Data entries.
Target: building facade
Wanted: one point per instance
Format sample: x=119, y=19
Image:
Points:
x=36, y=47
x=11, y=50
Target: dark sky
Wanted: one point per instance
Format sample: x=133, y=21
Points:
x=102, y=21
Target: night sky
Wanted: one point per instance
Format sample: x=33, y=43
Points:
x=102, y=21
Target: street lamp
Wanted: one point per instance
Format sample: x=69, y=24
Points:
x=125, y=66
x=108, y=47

---

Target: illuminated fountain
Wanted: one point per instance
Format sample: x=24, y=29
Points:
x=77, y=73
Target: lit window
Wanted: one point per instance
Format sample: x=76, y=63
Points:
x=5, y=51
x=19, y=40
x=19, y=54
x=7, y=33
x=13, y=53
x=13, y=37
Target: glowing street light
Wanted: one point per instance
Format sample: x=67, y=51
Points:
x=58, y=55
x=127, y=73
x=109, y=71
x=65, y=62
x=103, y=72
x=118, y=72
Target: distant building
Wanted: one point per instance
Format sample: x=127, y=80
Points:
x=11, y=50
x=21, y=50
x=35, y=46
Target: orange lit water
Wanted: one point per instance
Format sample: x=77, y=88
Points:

---

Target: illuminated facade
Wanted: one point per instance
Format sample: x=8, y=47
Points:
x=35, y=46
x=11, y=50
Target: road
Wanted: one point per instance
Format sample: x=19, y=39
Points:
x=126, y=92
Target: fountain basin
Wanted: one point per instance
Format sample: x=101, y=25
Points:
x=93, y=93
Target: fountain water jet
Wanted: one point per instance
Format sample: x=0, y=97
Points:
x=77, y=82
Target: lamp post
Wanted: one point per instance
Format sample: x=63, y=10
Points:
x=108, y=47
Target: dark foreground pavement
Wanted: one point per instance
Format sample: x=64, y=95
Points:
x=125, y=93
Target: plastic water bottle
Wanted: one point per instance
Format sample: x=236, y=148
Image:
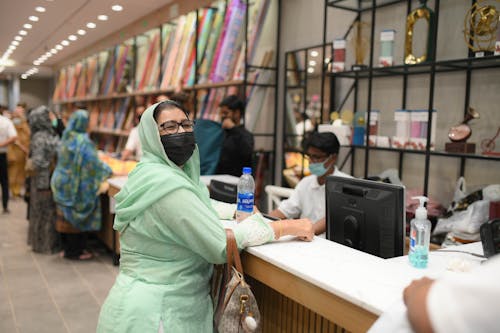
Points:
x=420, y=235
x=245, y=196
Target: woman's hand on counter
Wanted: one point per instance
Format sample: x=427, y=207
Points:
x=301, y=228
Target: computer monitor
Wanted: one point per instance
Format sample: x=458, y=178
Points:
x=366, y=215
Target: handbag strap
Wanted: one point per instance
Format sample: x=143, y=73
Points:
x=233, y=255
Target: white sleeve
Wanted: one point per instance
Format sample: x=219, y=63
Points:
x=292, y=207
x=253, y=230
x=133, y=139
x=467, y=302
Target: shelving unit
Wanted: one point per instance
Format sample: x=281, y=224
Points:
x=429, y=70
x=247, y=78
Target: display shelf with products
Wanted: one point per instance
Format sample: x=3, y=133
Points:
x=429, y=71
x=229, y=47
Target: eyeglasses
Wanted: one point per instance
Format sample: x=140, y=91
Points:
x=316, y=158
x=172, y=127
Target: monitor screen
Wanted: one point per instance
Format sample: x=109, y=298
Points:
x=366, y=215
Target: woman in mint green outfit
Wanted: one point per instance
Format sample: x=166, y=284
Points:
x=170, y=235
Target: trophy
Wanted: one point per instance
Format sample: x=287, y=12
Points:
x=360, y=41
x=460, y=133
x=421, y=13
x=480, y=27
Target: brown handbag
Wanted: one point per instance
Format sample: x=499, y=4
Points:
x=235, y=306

Directive.
Copy out the lines above, starting at the line that contains "Target: white sleeve" and stopping after the line that contains "x=247, y=78".

Response.
Target: white sleeve
Wanted: one point per instance
Format sample: x=219, y=63
Points:
x=292, y=207
x=253, y=230
x=133, y=139
x=467, y=302
Target: shelving unit
Wanted: one point per instance
Format sample: x=281, y=224
Points:
x=429, y=70
x=247, y=78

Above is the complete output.